━━━━━ Data provided ━━━━━

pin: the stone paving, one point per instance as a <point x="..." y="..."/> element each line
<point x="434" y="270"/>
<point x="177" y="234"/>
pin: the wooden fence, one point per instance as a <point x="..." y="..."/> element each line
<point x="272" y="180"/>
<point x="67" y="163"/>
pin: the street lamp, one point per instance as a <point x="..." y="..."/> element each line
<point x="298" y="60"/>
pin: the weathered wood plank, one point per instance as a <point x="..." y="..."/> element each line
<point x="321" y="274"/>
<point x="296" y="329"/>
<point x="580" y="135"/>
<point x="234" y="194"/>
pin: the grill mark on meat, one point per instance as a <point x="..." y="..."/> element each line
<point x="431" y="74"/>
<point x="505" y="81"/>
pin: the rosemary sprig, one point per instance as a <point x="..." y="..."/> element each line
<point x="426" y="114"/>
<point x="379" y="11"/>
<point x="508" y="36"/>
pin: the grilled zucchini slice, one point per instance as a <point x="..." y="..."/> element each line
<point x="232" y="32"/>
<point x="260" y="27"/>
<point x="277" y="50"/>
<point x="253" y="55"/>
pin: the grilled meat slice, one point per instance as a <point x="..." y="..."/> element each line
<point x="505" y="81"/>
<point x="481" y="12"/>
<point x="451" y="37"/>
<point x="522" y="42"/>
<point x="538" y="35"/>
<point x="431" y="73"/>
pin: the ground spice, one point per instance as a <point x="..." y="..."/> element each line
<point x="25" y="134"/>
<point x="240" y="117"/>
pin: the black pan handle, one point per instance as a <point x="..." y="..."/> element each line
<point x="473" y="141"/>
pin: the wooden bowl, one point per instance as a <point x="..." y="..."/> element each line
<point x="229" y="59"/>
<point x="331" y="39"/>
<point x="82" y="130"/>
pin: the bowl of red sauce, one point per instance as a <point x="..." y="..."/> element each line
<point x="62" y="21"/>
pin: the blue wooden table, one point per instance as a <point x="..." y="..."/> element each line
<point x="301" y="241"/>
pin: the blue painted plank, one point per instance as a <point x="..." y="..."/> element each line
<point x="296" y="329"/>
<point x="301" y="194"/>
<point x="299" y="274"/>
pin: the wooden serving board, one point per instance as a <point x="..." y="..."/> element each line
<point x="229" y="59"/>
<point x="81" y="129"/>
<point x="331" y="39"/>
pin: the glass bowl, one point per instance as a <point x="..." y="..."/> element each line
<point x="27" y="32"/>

━━━━━

Exercise objective:
Rewrite all of the items above with every "one point per instance" swapped for "a single point for each instance", leaving everything else unchanged.

Finished exercise:
pin: the stone paving, a single point for each instance as a <point x="..." y="..."/> element each line
<point x="434" y="270"/>
<point x="177" y="234"/>
pin: the wooden fence, a single point for each instance as a <point x="..." y="..."/> element each line
<point x="272" y="180"/>
<point x="67" y="163"/>
pin: the street lamp, a single point for each instance as a <point x="..." y="..."/> element each line
<point x="298" y="60"/>
pin: the weathered wood plank, a single point for each instance as a <point x="..." y="..."/> element each line
<point x="321" y="274"/>
<point x="296" y="329"/>
<point x="580" y="135"/>
<point x="234" y="194"/>
pin: the grill mark on meat, a single point for each instance as a <point x="..." y="..."/> element each line
<point x="431" y="74"/>
<point x="505" y="81"/>
pin: the rosemary sprig, a single point for each instance as a <point x="..." y="..."/> element each line
<point x="426" y="114"/>
<point x="379" y="11"/>
<point x="508" y="36"/>
pin: the grilled zucchini slice, a single point for each instance as a <point x="..." y="..."/> element each line
<point x="232" y="32"/>
<point x="260" y="27"/>
<point x="277" y="50"/>
<point x="253" y="55"/>
pin: the grilled meat slice, a single point for each instance as a <point x="..." y="..."/> element each line
<point x="505" y="81"/>
<point x="481" y="12"/>
<point x="451" y="37"/>
<point x="522" y="42"/>
<point x="538" y="35"/>
<point x="431" y="73"/>
pin: the ground spice, a single point for each instance as a <point x="..." y="..."/> element each line
<point x="25" y="134"/>
<point x="240" y="117"/>
pin: the black pan handle, a single point for each instance as a <point x="..." y="..."/> element each line
<point x="473" y="141"/>
pin: the wooden bowl, a single point for each instance as a <point x="..." y="..."/> element each line
<point x="229" y="59"/>
<point x="331" y="39"/>
<point x="82" y="130"/>
pin: the bowl of red sauce, a single point for each instance as a <point x="..." y="..."/> element each line
<point x="62" y="21"/>
pin: the blue wooden table, a single point for each instance as a <point x="..." y="..."/> element each line
<point x="301" y="241"/>
pin: the blue painted plank, a single point for each instance as a <point x="..." y="..."/> element each line
<point x="296" y="329"/>
<point x="301" y="194"/>
<point x="299" y="274"/>
pin: the wooden serving board, a single point for each instance as a <point x="..." y="..."/> element each line
<point x="229" y="59"/>
<point x="81" y="129"/>
<point x="331" y="39"/>
pin: the glass bowl, a single point for each instance as a <point x="..." y="..."/> element each line
<point x="27" y="32"/>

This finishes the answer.